--- Supplied text ---

For my first blog on the new SanjMo.com website, I decided to write about PostgreSQL due to its phenomenal momentum in the market. This feature-rich relational database management system (RDBMS) truly embodies the ethos of open-source.
Its governing body consists of a diverse set of contributors and committers. They don’t belong to any single company as we see in some other products that claim to be open source. So far, the community has attracted over 600 contributors and over 50,000 commits in its 30 years of development. Its licensing is also the most liberal which is why the community is thriving.
The final reason for selecting this topic is that we have seen an increase in momentum for fully managed versions in the cloud.
Let’s first take a look at what is the reason for the momentum behind PostgreSQL, aka, the Linux of databases.
Why PostgreSQL?
PostgreSQL has so many features that entire books have been devoted to this subject. For this blog, I wanted to point out my top three favorites.
- Extensions. It has hundreds of extensions. Developers write extensions in a language of their choice and then enable them using the CREATE EXTENSION command. One of the extensions, PostGIS, is probably the best geospatial system available today. Citus Data built a high-availability extension to allow multiple synchronous instances. Citus Data is now owned by Microsoft. While there is a fully-managed Azure offering (called Azure Database for PostgreSQL Hyperscale), Microsoft also continues to provide this extension as an open-source offering. Finally, TImescaleDB provides a very popular extension to enable time-series data.
- Developer functionality. There are many features that I can cover here but I want to focus on the continuing maturity of the JSON datatype in this developer’s database. Some JSON has existed in PostgreSQL for almost ten years but with every release, it has matured its storage and accessibility. The latest release of PostgreSQL 14 beta 2 furthers the user experience aspects. Another developer-friendly aspect is the support for many languages such as Java, R, Python, .Net, C++ and Go. PostgreSQL has many procedural extensions such as PL/TCL, PL/Perl, PL/Ruby and PL/Python.
- Infrastructure modernization. The deployment and maintenance process of PostgreSQL gets a huge shot in the arm with all the developments in the Kubernetes space. On one hand, the deployment is becoming more declarative through the use of YAML files. On the other hand, Kubernetes makes the installation self-healing. If it detects a fault, it can automatically start up a new instance of the component with no manual intervention.
Like many of you, I got my start in Oracle and hence, there are many things that baffle me when using PostgreSQL. Let’s see those next.
Differences with Oracle
When Oracle was building some of the new features, it had to create new approaches as standards didn’t exist. Later ANSI caught up and created standards but they may sometimes differ from how Oracle does things.
Anyone who has ever had the pleasure of migrating from Oracle to PostgreSQL has to handle these nuances. And there are many. For this blog, I have listed three of my favorites as follows:
- Commands. In Oracle, a SELECT statement must have a FROM clause even if you don’t need it. For example, to get SYSDATE, you need a table. So, Oracle provides a single row and a single column table called DUAL. In PostgreSQL, the FROM clause with a table (e.g., DUAL) is not needed. But, wait. It gets more interesting. In Oracle, a DELETE statement does not need the FROM clause but in PostgreSQL, it is mandatory! Go figure…
- VACUUM. It is analogous to Java’s garbage collection. Oracle doesn’t have this concept. The reason for that is because in PostgreSQL, the SQL DELETE or UPDATE commands logically delete the original row and insert a newly updated row with a new version number. This leads to the problem of ‘dead tuples’ and the space they occupy is referred to as ‘Bloat’. The VACUUM command is used to recover the physical space. Oracle does not store versions of row changes in the table but uses undo_segments to handle changes.

--- Provided data ---

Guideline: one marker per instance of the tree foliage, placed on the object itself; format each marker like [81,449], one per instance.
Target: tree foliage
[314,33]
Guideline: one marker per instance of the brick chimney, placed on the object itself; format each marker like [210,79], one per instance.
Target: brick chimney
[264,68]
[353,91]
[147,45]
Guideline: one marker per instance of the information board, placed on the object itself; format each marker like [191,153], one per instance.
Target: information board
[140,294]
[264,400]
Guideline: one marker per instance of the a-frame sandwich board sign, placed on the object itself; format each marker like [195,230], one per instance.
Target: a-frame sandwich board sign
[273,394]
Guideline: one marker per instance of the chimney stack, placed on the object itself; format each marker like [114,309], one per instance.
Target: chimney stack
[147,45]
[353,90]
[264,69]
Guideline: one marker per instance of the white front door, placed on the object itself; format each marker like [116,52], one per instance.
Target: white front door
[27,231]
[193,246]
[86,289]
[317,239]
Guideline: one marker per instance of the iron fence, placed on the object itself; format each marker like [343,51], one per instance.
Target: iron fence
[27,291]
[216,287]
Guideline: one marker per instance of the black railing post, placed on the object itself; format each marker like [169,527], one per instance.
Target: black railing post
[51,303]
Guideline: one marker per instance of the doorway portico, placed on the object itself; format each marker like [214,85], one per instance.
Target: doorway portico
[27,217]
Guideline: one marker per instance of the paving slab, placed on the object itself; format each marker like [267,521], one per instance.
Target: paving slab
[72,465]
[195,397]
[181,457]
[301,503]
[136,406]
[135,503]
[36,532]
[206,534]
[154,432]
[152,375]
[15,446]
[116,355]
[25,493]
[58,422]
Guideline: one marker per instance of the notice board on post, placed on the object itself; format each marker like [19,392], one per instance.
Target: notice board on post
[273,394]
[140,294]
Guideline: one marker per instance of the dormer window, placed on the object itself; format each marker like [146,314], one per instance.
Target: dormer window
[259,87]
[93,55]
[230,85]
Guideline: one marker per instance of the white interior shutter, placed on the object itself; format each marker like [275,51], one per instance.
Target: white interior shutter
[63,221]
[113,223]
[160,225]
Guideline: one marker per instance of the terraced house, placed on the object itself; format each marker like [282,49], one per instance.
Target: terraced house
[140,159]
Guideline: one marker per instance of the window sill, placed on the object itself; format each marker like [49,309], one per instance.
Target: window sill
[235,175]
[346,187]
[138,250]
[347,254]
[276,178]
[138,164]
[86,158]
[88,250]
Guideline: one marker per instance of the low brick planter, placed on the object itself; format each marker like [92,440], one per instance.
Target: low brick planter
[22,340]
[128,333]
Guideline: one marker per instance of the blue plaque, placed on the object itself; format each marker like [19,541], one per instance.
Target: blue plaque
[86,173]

---

* Stated problem 1
In the PostgreSQL blog post, rewrite the passage starting at "Let’s first take" and ending at "top three favorites.", replacing "favorites" with "picks".
* Stated problem 2
Copy the rows exactly, starting at the line that contains "Guideline: one marker per instance of the low" and ending at the last line of the rows.
The PostgreSQL blog post and the rows come from unrelated sources.

* Reply 1
Let’s first take a look at what is the reason for the momentum behind PostgreSQL, aka, the Linux of databases.
Why PostgreSQL?
PostgreSQL has so many features that entire books have been devoted to this subject. For this blog, I wanted to point out my top three picks.

* Reply 2
Guideline: one marker per instance of the low brick planter, placed on the object itself; format each marker like [92,440], one per instance.
Target: low brick planter
[22,340]
[128,333]
Guideline: one marker per instance of the blue plaque, placed on the object itself; format each marker like [19,541], one per instance.
Target: blue plaque
[86,173]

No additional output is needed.